━━━ DOCUMENT SEGMENT ━━━

The capture of the Midwest changed the balance of the war, putting the whole of Nigeria’s oil resources under Biafran control. Although she had lost about 500 square miles of her own territory in three small sectors at the perimeter, she had captured 20,000 square miles of Nigeria. More important, the whole of the Nigerian infantry was miles away opposite Nsukka, with the broad Niger separating them from the road back to the capital and helpless to intervene. For the Biafrans the road to Lagos was open and undefended.
Colonel Ojukwu was at pains to placate the non-Ibo majority of the Midwest and to assure them that he bore them no harm. For a week delegations of tribal chiefs, bankers, traders, Chamber of Commerce stalwarts, army officers and church dignitaries filed into Enugu on invitation to see the Biafran leader and be reassured. Colonel Ojukwu hoped that an alliance of two of the three Southern regions would swing the West into agreement and force the Federal Government to negotiate.
After a week it appeared this was not going to happen and Colonel Ojukwu gave the order for a further advance westwards. On 16 August the Biafrans reached the Ofusu River bridge which marks the border with the Western region. Here there was a brief scrap with Nigerian troops, who then withdrew. Inspecting the Nigerian dead, the Biafrans were elated; the Nigerian soldiers were from the Federal Guard, Gowon’s own bodyguard of 500 Tivs, normally garrisoned in Lagos. If he had had recourse to using these, it was reckoned, there must be nothing else available.
On 20 August the Biafrans stormed into Ore, a town on a crossroads thirty-five miles into the West, 130 miles from Lagos and 230 miles from Enugu. This time the Tivs facing them took a worse beating and disconsolately pulled back in disorder. To observers at the time it appeared that barely ten weeks after the Arab-Israeli war another military phenomenon was to be witnessed, with tiny Biafra toppling the government of the enormous Nigeria. A sudden motorized push at that time along any one of three major roads available would have put Biafran forces deep into the Yoruba heartland and at the gates of Lagos. Such was the order Colonel Ojukwu gave.
It was later learned from sources inside the American Embassy that on 20 August the Westerners were teetering on the verge of going over to a policy of appeasing the Biafrans to save their skins; that Gowon had ordered his private plane to be made ready, the engines warmed and a flight plan prepared for Zaria in the North; and that the British High Commissioner Sir David Hunt and the American Ambassador Mr James Matthews had had a long and serious talk with Gowon in Dodan Barracks, as a result of which the nervous Nigerian Supreme Commander agreed to carry on.
News of this intervention, if intervention it was (and it was reliably reported as such), reached Colonel Ojukwu within a week and caused anger among British and American citizens in Biafra, who felt their ambassadors were playing fast and loose with their safety, for if the news had got out to the Biafran public their reaction could have been violent.
The decision of Gowon to stay on saved his government from collapse and ensured the continuation of the war. Had he fled, there seems little doubt the West would have swung over, and Nigeria would have developed into a confederation of three states. Biafran suspicions since that day have been that the carrot that tempted Gowon and his fellow minority men to stay in power was the pledge of British and American aid. Certainly the aid followed hard and fast from that date.

━━━

**OBJECTIVE:**
Reproduce the passage on the Biafran advance word for word, starting with "The capture of" and going on through "open and undefended.".

━━━ DATASET CONTENT ━━━

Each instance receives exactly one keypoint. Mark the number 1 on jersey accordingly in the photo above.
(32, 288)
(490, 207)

━━━

**THE ANSWER:**
The capture of the Midwest changed the balance of the war, putting the whole of Nigeria’s oil resources under Biafran control. Although she had lost about 500 square miles of her own territory in three small sectors at the perimeter, she had captured 20,000 square miles of Nigeria. More important, the whole of the Nigerian infantry was miles away opposite Nsukka, with the broad Niger separating them from the road back to the capital and helpless to intervene. For the Biafrans the road to Lagos was open and undefended.